Aim:
Reproduce the whole listing below verbatim, line for line.

Extracted records:

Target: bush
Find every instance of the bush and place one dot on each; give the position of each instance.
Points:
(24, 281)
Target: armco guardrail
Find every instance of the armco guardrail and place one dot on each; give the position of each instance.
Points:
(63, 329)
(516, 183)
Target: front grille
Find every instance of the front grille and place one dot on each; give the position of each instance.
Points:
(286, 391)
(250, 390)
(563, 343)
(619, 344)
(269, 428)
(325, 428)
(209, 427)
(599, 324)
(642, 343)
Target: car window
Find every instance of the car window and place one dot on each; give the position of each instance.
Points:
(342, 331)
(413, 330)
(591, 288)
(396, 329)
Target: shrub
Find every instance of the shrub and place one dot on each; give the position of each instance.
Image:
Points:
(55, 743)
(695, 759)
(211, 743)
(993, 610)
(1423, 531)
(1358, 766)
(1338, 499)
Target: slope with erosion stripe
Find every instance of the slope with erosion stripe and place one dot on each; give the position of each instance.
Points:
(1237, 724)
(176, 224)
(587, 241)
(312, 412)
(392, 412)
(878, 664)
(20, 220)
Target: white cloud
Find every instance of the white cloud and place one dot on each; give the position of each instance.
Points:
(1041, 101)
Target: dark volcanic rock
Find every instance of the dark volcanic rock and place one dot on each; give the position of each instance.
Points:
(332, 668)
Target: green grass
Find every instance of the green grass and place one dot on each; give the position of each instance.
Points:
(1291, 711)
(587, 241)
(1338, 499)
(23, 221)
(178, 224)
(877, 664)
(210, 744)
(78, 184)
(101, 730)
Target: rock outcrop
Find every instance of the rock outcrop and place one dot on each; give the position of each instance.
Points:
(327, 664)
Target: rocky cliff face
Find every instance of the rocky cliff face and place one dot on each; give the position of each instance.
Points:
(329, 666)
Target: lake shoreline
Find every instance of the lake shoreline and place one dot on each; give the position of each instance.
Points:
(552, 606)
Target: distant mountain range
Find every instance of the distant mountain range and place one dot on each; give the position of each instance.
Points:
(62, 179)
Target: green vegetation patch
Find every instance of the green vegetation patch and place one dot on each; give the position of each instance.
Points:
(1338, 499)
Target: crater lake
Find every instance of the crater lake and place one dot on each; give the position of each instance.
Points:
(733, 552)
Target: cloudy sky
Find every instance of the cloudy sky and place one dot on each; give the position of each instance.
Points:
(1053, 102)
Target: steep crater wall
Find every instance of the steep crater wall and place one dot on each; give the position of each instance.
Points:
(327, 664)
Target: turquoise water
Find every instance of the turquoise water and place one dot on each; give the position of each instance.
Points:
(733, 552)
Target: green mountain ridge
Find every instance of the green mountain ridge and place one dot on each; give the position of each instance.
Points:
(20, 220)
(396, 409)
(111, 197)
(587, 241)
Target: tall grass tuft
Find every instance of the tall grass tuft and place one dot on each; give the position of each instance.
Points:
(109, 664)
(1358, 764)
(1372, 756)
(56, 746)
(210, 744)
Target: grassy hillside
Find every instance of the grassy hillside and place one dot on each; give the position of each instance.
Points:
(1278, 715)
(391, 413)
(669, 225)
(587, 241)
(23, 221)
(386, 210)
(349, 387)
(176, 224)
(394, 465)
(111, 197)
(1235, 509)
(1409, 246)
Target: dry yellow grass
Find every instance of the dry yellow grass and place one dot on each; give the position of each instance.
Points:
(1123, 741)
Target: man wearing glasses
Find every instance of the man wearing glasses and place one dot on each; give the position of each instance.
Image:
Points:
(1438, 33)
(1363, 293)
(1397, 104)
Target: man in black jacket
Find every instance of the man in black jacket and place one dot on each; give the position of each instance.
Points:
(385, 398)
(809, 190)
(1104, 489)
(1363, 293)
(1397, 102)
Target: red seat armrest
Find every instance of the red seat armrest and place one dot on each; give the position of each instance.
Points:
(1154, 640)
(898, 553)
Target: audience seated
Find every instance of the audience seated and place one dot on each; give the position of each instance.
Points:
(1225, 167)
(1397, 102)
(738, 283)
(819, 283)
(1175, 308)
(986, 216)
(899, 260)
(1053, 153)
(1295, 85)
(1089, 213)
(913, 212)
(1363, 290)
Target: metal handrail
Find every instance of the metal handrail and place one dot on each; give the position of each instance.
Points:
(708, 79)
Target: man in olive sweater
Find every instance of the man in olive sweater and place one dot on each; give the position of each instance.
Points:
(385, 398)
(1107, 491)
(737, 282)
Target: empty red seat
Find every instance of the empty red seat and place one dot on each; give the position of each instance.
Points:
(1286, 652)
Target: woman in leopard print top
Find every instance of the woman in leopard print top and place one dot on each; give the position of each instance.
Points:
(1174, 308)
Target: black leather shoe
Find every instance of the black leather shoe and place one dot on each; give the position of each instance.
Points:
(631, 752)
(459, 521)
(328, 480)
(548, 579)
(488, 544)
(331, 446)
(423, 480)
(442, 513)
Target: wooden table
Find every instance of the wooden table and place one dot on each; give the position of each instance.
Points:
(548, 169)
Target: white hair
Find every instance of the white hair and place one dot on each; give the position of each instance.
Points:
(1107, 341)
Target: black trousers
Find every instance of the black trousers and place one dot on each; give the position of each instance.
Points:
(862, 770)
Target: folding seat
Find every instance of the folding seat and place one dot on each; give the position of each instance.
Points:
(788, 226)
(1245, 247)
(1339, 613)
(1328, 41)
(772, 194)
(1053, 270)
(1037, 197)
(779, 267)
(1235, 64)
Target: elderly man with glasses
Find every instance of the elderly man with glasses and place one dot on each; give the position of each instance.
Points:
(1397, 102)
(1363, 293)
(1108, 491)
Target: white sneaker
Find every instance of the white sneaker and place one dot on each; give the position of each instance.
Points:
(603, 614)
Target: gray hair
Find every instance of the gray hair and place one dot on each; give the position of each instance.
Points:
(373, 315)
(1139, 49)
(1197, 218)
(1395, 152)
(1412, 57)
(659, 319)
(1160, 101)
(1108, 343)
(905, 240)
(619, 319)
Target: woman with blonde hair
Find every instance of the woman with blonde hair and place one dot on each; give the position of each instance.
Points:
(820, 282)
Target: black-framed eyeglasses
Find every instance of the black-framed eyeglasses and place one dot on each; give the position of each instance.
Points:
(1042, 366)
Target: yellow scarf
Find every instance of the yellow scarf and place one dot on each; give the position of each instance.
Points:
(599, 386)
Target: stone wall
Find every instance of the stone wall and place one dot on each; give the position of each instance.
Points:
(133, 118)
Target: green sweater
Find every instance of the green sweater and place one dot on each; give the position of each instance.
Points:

Solution to this exercise:
Target: bush
Find every instance of the bush and place one dot on each; give the position of each instance.
Points:
(24, 281)
Target: armco guardrail
Find every instance of the armco guardrail and place one dot on each; give the position of each instance.
Points:
(63, 329)
(516, 183)
Target: front grille
Find every instance of the front grille and place one dot on each; give the position of each instance.
Points:
(286, 391)
(250, 390)
(563, 343)
(619, 344)
(269, 428)
(325, 428)
(209, 427)
(599, 324)
(642, 343)
Target: car window
Find every instance of the car window and place one dot on each; give the position of each instance.
Points:
(342, 331)
(413, 330)
(591, 288)
(396, 329)
Target: shrub
Find every instance of the shrub and place one dot on each; give the position of each instance.
Image:
Points:
(55, 743)
(695, 759)
(211, 743)
(993, 610)
(1423, 531)
(1358, 766)
(1338, 499)
Target: slope with erosion stripe
Find every instance of the slope with erosion stripe and place one dot on each; give the position of each instance.
Points:
(1237, 724)
(176, 224)
(587, 241)
(312, 412)
(392, 412)
(878, 664)
(20, 220)
Target: white cloud
Find every instance of the white cloud and place one dot on each; give the position of each instance.
Points:
(1041, 101)
Target: dark volcanic rock
Find every instance of the dark volcanic rock and place one dot on each; give the position of each instance.
Points:
(332, 668)
Target: green grass
Find every instance of the green grass and place one dot on each; give the position of each instance.
Points:
(1291, 711)
(587, 241)
(1338, 499)
(23, 221)
(178, 224)
(877, 664)
(210, 744)
(78, 184)
(101, 730)
Target: rock outcrop
Find every instance of the rock outcrop and place one dot on each; give the position of each instance.
Points:
(327, 664)
Target: rocky cliff face
Find every instance of the rocky cliff face and place one dot on each; give the position of each instance.
Points:
(329, 666)
Target: lake shoreline
Find every instance of the lake shoreline and place one dot on each; give the position of each instance.
Points:
(552, 606)
Target: distant mountain range
Find every instance of the distant mountain range and place one dot on each; give the position of each instance.
Points:
(62, 179)
Target: green vegetation patch
Find every instance of the green vegetation patch and place one dot on each; give the position of each instance.
Points:
(1338, 499)
Target: crater lake
Find every instance of the crater lake and place one dot on each; give the position of each instance.
Points:
(733, 552)
Target: cloudy sky
Find every instance of the cloudy sky and place one dot on each; give the position of each instance.
Points:
(1053, 102)
Target: steep crater wall
Find every instance of the steep crater wall and place one dot on each; give the position of each instance.
Points:
(327, 664)
Target: turquoise water
Find every instance of the turquoise water and place one dot on each; give the position of each instance.
Points:
(733, 552)
Target: green mountain ridge
Find every instance of the green mountain ridge and place one dot on each; give the position of each instance.
Points:
(20, 220)
(396, 409)
(111, 197)
(587, 241)
Target: tall grass tuft
Find every instance of the tall grass tuft and place one dot on each; give the position of each instance.
Points:
(109, 664)
(1358, 764)
(1372, 756)
(56, 746)
(210, 744)
Target: grassy hillside
Find every instance of the grassy hillside and place one dot on each; give the position of each instance.
Points:
(1278, 715)
(391, 413)
(669, 225)
(587, 241)
(23, 221)
(386, 210)
(349, 387)
(176, 224)
(394, 465)
(111, 197)
(1235, 509)
(1409, 246)
Target: dry yellow grass
Find every instance of the dry yellow grass and place one dot on each; give the position of each instance.
Points:
(1123, 741)
Target: man wearing glasses
Find every instance of the man wearing glasses and place one dot on each; give the position of each instance.
Image:
Points:
(1438, 33)
(1363, 293)
(1397, 104)
Target: man in black jacket
Find every instance of the man in black jacket and place one dot on each; give the position of each instance.
Points:
(385, 398)
(809, 190)
(1104, 489)
(1363, 293)
(1397, 102)
Target: red seat armrest
Find every instance of the red seat armrest and place one dot on each; give the position of each instance.
Points:
(1154, 640)
(898, 553)
Target: audience seated
Find every instance of the audience seated and place one dot on each; give the position of each instance.
Points:
(1225, 167)
(1397, 102)
(738, 283)
(819, 283)
(1175, 308)
(986, 216)
(899, 260)
(1053, 153)
(1295, 85)
(1089, 213)
(913, 212)
(1363, 290)
Target: metal handrail
Find every instance of the metal handrail and place one dot on each; give the position of each instance.
Points:
(708, 79)
Target: man in olive sweater
Find every instance of the man in olive sweater and place one dot on each; give the position of each instance.
Points:
(385, 398)
(1107, 491)
(737, 282)
Target: empty red seat
Find every instance of the empty red seat and place one dot on each; give the position of each instance.
Points:
(1286, 652)
Target: woman in leopard print top
Find every instance of the woman in leopard print top and place one dot on each; give the position of each instance.
Points:
(1174, 308)
Target: black leather shoe
Find every instance of the black leather shoe and place one dot on each; give the position of each instance.
Points:
(631, 752)
(459, 521)
(328, 480)
(548, 579)
(488, 544)
(331, 446)
(423, 480)
(442, 513)
Target: wooden table
Find every instance of the wooden table and place one dot on each; give the position of each instance.
Points:
(548, 169)
Target: white hair
Find every instance of the white hair and place one dot on each; give the position of each instance.
Points:
(1107, 341)
Target: black trousers
Find every instance of the black trousers and place one dot on each; give the position of each instance.
Points:
(862, 770)
Target: folding seat
Find every instance of the folding seat and place one dot on each; give the position of each instance.
Points:
(788, 226)
(1245, 247)
(1339, 613)
(1328, 41)
(772, 194)
(1053, 270)
(1037, 197)
(779, 267)
(1235, 64)
Target: elderly man with glasses
Find every instance of the elderly man with glasses and place one dot on each; give the position of each instance.
Points:
(1397, 102)
(1363, 293)
(1108, 491)
Target: white sneaker
Find every instance of the white sneaker and place one dot on each; give the position of each instance.
Points:
(603, 614)
Target: gray hair
Find every instance of the gray hair and place one dot on each; give the position of each instance.
Points:
(373, 315)
(1139, 49)
(1197, 218)
(1395, 152)
(1412, 57)
(659, 319)
(1160, 101)
(1108, 343)
(905, 240)
(619, 319)
Target: woman with blonde hair
Find every instance of the woman with blonde hair and place one dot on each; give the position of each instance.
Points:
(820, 282)
Target: black-framed eyeglasses
Find every instance of the black-framed eyeglasses and place one dot on each; give the position of each instance.
Points:
(1042, 366)
Target: yellow scarf
Find every instance of the yellow scarf and place one dot on each; give the position of each instance.
Points:
(599, 386)
Target: stone wall
Find every instance of the stone wall and place one dot on each; give the position of each instance.
Points:
(133, 118)
Target: green sweater
Find every instance of the green sweater and place one dot on each; give the position of each instance.
Points:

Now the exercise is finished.